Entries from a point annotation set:
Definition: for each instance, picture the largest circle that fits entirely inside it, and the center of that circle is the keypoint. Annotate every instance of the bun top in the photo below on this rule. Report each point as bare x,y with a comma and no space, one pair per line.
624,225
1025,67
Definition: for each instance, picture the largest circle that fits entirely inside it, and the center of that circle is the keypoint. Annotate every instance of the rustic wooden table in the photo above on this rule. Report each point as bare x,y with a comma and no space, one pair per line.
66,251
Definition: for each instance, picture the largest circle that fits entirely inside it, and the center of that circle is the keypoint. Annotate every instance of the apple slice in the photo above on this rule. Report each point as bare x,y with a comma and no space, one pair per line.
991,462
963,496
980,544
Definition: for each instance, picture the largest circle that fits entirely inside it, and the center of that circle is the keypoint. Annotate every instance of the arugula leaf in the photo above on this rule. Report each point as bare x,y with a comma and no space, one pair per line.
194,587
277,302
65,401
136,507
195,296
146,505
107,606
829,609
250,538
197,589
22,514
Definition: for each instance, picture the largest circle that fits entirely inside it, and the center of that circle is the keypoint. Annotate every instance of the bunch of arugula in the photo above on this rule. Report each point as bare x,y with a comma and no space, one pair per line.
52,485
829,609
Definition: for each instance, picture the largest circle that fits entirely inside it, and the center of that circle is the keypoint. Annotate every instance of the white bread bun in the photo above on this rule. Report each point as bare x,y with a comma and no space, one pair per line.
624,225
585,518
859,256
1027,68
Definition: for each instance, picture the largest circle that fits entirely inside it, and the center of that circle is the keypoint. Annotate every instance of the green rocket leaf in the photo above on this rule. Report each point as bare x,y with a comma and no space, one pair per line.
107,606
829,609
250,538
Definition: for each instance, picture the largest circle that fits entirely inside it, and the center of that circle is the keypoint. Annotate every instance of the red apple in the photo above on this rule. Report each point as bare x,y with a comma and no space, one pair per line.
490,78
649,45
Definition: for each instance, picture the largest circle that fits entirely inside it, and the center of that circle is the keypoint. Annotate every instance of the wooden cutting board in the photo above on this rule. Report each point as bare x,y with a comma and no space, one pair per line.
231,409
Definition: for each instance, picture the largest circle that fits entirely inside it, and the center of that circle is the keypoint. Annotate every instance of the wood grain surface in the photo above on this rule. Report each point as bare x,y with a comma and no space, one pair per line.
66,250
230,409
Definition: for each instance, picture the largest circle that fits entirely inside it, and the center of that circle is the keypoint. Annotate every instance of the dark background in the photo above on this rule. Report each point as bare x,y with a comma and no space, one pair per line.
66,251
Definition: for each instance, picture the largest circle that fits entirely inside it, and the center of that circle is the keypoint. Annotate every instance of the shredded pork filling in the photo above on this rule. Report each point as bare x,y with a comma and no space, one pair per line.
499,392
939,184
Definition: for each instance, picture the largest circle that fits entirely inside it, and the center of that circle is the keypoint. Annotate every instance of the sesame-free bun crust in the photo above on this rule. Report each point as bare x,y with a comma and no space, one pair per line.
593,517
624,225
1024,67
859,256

WHAT YOU SHOULD DO: Every entry should be output exactly as written, please.

SOLUTION:
Definition: for each instance, picture the largest circle that fits entirely inside it, and the center of that circle is the keypoint. Annotate every instance of the bun top in the photo below on this rule. Report each point as bare x,y with a comma and no space, one pair per line.
624,225
1025,67
Definition: for each instance, picture the largest circle that fits entirely inside it, and the center of that circle is the keypoint. Annotate every instance of the rustic wooden table in the photo above on this rule. Report each point as bare x,y with a comma and no space, one pair per line.
66,251
Definition: for each instance, picture the largest circle that fits entirely inside it, and the center of that circle is the keypoint. Annotate every instance of the apple slice in the photo above on this rule. Report each point as bare x,y with a comma and no space, one pair per line.
991,462
963,496
980,544
Definition: for each instance, picture the largest circle that fits entirely inside it, and the center of that circle is the keypoint. Annotate every instance of the arugula leaf in the photo above on this rule. Report each point as bare x,y with a comma and no space, one pair per line.
194,587
277,302
65,401
136,507
195,296
146,505
107,606
829,609
250,538
197,589
22,514
Definition: for each instance, picture the largest circle that fits entirely inside it, and the center of that circle is the keypoint. Annotate every instance of the bunch of arugula in the photo above on this rule. Report each point as bare x,y with a comma and no space, one pair per line.
52,485
829,609
Definition: for each instance, picture the largest circle that fits entirely inside it, and the center of that circle is the keypoint. Annotate every instance of the white bread bun in the photo above on this rule. Report each point as bare x,y with a comma and no space, one pair per line.
624,225
585,518
859,256
1027,68
Definition: for each instance, picture the largest circle that fits entirely inside it, and the center of that circle is the keypoint. Annotate every instance of the green rocket leaf in the photo above on this rule. Report each point as bare x,y with a comma and no space, one pair per line.
107,606
829,609
250,538
Definition: for each instance, picture the largest circle that fits entirely inside it, and the center of that circle is the keypoint. Annotate every instance of the red apple in the photo above on this rule. Report each point as bare x,y with a comma and no space, one pair per line.
490,78
649,45
Definition: for each instance, picture the largest circle that fits entirely inside it, and the center of that circle is the keypoint. Annotate every instance of the wooden cutting board in the photo above on this rule. Report each point as bare x,y with a comma and no space, one pair per line.
231,409
Definition: for each instance, picture the largest circle that fits entirely inside it, and the center of that circle is the keypoint. Annotate every instance of the wood grain surface in the photo above on this rule. Report each point as bare x,y with a comma and no space, one pair per line.
66,250
230,409
Definition: for each instance, picture the largest circle that fits entirely inside it, and the center of that circle is the keypoint. Annotate every instance of the dark background in the photo above on this rule. Report each point as bare x,y with a comma and no space, one pair per line.
66,251
Definition: for each instance, picture the largest circle that fits entirely inside it, and the center of that circle is the keypoint. Annotate every instance of the shredded pork filling in the photo above on this rule. Report each point as bare x,y with a comma and no space, one pair per line.
499,392
939,184
Definition: for each instance, picture the largest circle that fits entirely inside it, and the center of that circle is the keypoint. Annotate every instance of the sesame-free bun crust in the photo above on this rule. Report each point as bare x,y with a comma and no space, one pair per line.
593,517
624,225
1024,67
859,256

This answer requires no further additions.